**課題 a:** 後に示す項目について、「Find every instance of the brownie crumb」を含む行から「<point>619,676</point>」を含む行まで、両端の行も含めて一字一句そのまま書き写しなさい。

**本文:**
江戸時代の鎖国政策に準えて「特区戦略」を「出島戦略」と呼ぶこともある

 DXを推進する上でさまざまな組織や制度の在り方が模索されているが、多くの企業ではいまだ最適解を見いだせていないのが現状だ。特に大手企業や伝統的ビジネスを展開してきた企業では、既存の組織体制、制度、ルール、文化などが推進の足かせになることも多い。

 そうした中、その解決策として、これらの障壁を取り払い、DXの取り組みを加速させる「特区環境」の構築への関心が高まってきている。

 この背景には、大多数の企業はDXが順風満帆に進んでいるとは見ておらず、さまざまな阻害要因から思うようにDXを推進できていないという実情がある。

 DXを経営課題と捉え、全社的な組織体制を構築し、推進する企業は多く見られるようになったが、ITRが最近、実施した調査において、最も多くの回答が見られたのは「エンジニアやスキルの不足」であった(図1/このテーマについては、本DX講座(4)「デジタルネイティブ・カンパニーを見据えた人材育成を進めよう」で取り上げているので、参考にしていただきたい)。

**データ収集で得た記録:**

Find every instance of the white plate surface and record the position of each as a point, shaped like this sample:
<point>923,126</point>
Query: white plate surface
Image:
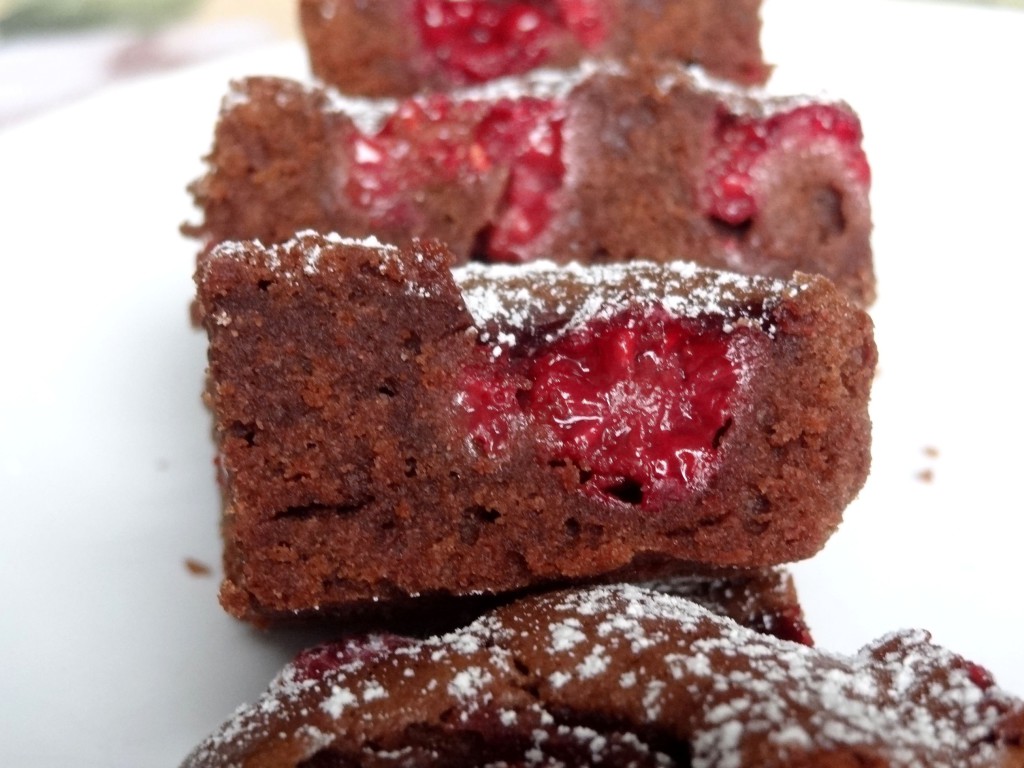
<point>112,653</point>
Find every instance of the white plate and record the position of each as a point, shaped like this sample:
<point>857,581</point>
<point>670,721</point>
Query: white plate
<point>113,654</point>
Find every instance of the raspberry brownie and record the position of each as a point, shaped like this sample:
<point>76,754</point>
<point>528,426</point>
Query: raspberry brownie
<point>596,165</point>
<point>389,431</point>
<point>404,46</point>
<point>620,676</point>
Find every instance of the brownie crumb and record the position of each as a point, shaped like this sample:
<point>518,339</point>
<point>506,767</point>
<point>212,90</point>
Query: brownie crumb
<point>197,567</point>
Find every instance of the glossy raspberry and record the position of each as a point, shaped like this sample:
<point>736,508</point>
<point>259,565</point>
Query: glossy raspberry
<point>488,397</point>
<point>741,144</point>
<point>477,40</point>
<point>527,133</point>
<point>315,663</point>
<point>424,141</point>
<point>788,624</point>
<point>638,402</point>
<point>434,140</point>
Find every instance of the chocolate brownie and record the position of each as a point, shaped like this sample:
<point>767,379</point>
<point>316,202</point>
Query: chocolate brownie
<point>403,46</point>
<point>388,430</point>
<point>600,164</point>
<point>620,676</point>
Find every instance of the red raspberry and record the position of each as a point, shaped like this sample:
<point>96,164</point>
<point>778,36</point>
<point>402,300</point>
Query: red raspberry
<point>742,144</point>
<point>315,663</point>
<point>639,402</point>
<point>433,140</point>
<point>478,40</point>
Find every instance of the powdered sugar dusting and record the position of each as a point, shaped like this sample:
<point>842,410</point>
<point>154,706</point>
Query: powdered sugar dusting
<point>737,697</point>
<point>524,297</point>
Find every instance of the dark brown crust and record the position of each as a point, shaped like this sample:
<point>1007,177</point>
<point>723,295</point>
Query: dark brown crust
<point>637,155</point>
<point>373,49</point>
<point>350,480</point>
<point>619,676</point>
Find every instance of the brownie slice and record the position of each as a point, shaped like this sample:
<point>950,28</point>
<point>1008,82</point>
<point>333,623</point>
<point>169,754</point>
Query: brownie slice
<point>404,46</point>
<point>599,164</point>
<point>389,431</point>
<point>620,676</point>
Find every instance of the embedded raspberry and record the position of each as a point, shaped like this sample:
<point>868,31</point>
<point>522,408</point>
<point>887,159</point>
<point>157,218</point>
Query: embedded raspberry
<point>788,624</point>
<point>315,663</point>
<point>527,134</point>
<point>586,19</point>
<point>488,398</point>
<point>423,141</point>
<point>742,143</point>
<point>638,402</point>
<point>432,140</point>
<point>478,40</point>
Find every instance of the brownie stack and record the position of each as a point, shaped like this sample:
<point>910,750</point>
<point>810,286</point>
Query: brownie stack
<point>557,492</point>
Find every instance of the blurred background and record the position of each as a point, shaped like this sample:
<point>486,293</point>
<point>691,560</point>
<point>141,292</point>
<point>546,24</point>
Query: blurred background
<point>54,51</point>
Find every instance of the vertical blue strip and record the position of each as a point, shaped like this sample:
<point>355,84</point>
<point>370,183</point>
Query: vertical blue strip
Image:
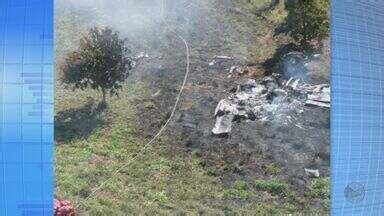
<point>26,111</point>
<point>357,107</point>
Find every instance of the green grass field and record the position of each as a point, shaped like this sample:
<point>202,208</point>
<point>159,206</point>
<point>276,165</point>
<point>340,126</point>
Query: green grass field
<point>167,179</point>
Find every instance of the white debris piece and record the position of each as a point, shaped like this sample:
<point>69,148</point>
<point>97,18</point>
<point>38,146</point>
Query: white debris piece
<point>314,173</point>
<point>224,57</point>
<point>223,124</point>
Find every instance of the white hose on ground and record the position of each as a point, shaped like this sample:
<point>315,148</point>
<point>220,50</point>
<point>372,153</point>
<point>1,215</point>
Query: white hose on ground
<point>162,129</point>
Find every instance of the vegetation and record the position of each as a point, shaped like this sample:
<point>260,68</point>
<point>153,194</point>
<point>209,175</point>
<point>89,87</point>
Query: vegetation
<point>273,186</point>
<point>166,179</point>
<point>308,19</point>
<point>239,190</point>
<point>100,62</point>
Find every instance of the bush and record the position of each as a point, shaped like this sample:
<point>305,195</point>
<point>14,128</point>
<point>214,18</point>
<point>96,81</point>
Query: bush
<point>307,19</point>
<point>100,62</point>
<point>272,186</point>
<point>239,190</point>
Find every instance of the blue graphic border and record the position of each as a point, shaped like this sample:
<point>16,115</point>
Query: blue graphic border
<point>357,107</point>
<point>26,115</point>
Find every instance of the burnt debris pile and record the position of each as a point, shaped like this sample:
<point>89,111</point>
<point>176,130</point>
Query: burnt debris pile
<point>271,98</point>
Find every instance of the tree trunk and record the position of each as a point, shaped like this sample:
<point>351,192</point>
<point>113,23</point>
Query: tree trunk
<point>104,100</point>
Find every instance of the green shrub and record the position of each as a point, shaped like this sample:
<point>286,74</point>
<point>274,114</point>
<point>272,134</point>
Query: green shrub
<point>308,19</point>
<point>272,186</point>
<point>239,190</point>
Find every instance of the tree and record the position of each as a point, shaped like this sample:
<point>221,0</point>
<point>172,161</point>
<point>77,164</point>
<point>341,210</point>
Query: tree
<point>100,62</point>
<point>307,19</point>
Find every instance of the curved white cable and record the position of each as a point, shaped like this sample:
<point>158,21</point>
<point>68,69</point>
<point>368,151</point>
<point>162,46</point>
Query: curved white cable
<point>160,132</point>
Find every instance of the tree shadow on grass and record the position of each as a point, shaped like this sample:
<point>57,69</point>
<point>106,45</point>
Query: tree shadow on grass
<point>78,122</point>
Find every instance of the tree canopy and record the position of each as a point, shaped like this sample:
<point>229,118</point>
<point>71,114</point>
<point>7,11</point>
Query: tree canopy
<point>101,62</point>
<point>307,19</point>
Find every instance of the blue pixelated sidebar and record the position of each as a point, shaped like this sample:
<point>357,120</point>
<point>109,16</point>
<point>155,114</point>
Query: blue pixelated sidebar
<point>357,107</point>
<point>26,119</point>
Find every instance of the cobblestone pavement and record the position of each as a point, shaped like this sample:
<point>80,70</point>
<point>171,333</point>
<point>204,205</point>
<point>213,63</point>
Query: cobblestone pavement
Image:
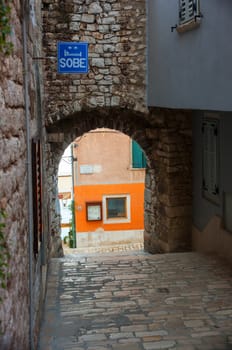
<point>138,301</point>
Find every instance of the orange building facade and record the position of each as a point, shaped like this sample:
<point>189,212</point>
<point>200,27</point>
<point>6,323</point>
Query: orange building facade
<point>109,174</point>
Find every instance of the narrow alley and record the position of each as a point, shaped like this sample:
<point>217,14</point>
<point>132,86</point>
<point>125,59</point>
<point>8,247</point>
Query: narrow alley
<point>137,301</point>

**課題 b:** 上の本文から、「DXを経営課題と捉え、全社的」で始まり「げているので、参考にしていただきたい)。」までの部分を、一字もたがえずに引用しなさい。

**解答 a:**
Find every instance of the brownie crumb and record the position of each as a point, shaped like this sample:
<point>518,339</point>
<point>506,767</point>
<point>212,90</point>
Query: brownie crumb
<point>197,567</point>
Find every instance of the glossy raspberry and record the position of each as a point, shaped like this sample:
<point>736,508</point>
<point>259,565</point>
Query: glossy raspberry
<point>488,397</point>
<point>741,144</point>
<point>477,40</point>
<point>527,133</point>
<point>315,663</point>
<point>424,141</point>
<point>788,624</point>
<point>638,402</point>
<point>434,140</point>
Find every instance of the chocolate brownie and record the position of each as a point, shaped like this sample:
<point>767,379</point>
<point>316,202</point>
Query: chocolate brownie
<point>403,46</point>
<point>388,430</point>
<point>600,164</point>
<point>620,676</point>
Find every instance of the red raspberry and record the position of each as a point, shaped like this sample:
<point>96,164</point>
<point>778,36</point>
<point>402,300</point>
Query: red raspberry
<point>742,144</point>
<point>315,663</point>
<point>639,402</point>
<point>433,140</point>
<point>478,40</point>
Find every instance of the powdered sugar dusting and record the position of each as a point, shaped like this sample:
<point>842,410</point>
<point>154,706</point>
Query: powdered sugar dusting
<point>737,697</point>
<point>524,297</point>
Find every instance of the dark brown crust and record the position of each as a point, shaped like this sample:
<point>1007,177</point>
<point>723,295</point>
Query: dark brown crust
<point>637,155</point>
<point>373,49</point>
<point>350,480</point>
<point>619,676</point>

**解答 b:**
DXを経営課題と捉え、全社的な組織体制を構築し、推進する企業は多く見られるようになったが、ITRが最近、実施した調査において、最も多くの回答が見られたのは「エンジニアやスキルの不足」であった(図1/このテーマについては、本DX講座(4)「デジタルネイティブ・カンパニーを見据えた人材育成を進めよう」で取り上げているので、参考にしていただきたい)。